- **MATERIAL TO PROCESS**:
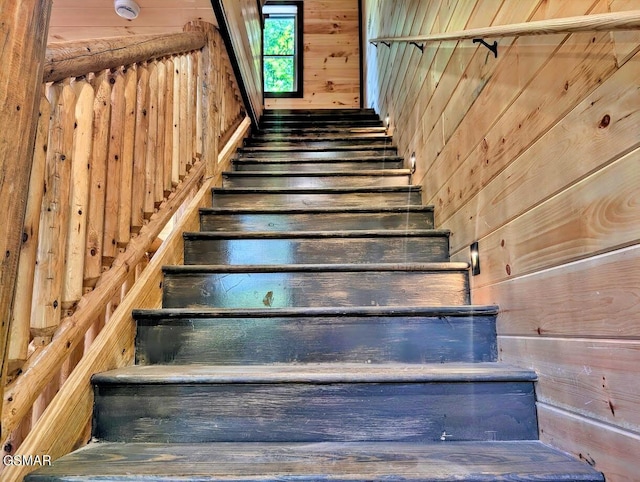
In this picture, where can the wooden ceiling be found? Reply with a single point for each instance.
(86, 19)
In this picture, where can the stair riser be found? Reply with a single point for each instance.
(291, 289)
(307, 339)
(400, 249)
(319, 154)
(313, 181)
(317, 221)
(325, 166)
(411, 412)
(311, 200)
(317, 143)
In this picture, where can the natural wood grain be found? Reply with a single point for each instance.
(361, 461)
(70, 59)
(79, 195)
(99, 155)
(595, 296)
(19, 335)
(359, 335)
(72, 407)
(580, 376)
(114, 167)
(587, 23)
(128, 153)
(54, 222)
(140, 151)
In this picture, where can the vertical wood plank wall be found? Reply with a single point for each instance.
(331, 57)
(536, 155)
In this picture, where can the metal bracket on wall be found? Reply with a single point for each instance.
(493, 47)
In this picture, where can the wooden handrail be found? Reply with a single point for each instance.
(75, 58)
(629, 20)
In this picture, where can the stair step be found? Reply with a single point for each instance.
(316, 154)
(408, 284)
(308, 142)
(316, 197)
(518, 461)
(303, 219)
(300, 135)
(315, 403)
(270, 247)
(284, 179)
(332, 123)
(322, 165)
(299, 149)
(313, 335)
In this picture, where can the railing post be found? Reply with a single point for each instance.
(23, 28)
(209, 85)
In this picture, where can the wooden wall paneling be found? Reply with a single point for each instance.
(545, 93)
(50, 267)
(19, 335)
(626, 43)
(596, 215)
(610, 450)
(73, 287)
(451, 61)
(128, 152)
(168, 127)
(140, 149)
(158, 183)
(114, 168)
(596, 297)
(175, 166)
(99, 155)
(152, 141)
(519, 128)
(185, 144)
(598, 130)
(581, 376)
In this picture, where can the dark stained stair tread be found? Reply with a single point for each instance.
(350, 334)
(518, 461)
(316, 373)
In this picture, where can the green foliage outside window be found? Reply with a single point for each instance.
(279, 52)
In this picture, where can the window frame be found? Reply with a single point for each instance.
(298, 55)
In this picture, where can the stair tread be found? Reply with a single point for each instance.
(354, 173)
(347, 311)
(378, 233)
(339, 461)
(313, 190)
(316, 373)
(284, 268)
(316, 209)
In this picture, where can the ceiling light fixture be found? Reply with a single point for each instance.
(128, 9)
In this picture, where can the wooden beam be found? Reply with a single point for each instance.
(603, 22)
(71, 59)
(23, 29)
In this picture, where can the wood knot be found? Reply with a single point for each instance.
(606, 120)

==

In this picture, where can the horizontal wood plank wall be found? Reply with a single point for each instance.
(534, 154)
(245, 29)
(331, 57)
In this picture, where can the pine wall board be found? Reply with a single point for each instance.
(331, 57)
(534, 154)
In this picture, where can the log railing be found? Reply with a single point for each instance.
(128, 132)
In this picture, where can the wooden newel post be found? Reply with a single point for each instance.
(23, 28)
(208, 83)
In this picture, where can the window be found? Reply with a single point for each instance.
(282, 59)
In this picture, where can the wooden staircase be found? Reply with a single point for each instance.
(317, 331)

* * *

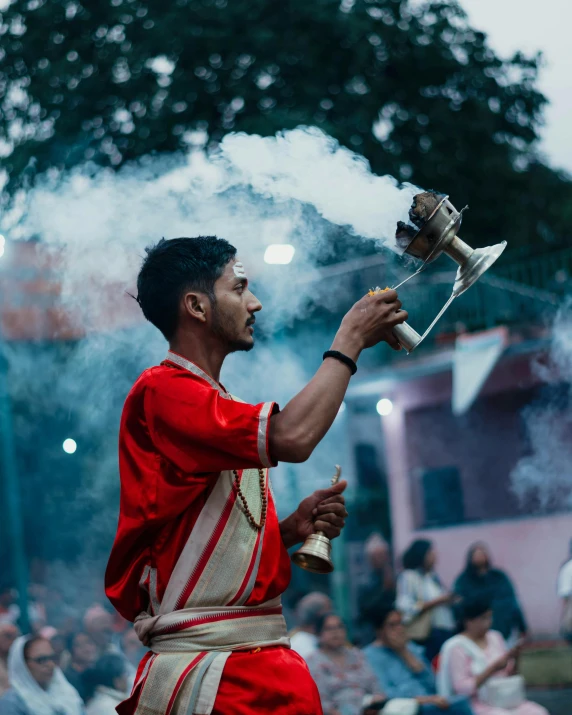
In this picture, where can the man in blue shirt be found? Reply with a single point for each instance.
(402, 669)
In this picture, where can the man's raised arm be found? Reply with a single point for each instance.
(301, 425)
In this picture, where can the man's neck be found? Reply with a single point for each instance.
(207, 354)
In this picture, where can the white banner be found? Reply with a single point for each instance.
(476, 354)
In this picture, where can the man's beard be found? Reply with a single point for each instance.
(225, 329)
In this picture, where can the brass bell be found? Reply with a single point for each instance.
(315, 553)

- **TASK DESCRIPTION**: Pick out every row above that contains the string "tread" and copy each one in full. Case counts.

- **FINISHED EXERCISE**:
In this picture, where can the dark stained stair tread be found? Reply with a single point for each instance.
In this picture, where can the stair tread be found? Reply with a single point for each instance.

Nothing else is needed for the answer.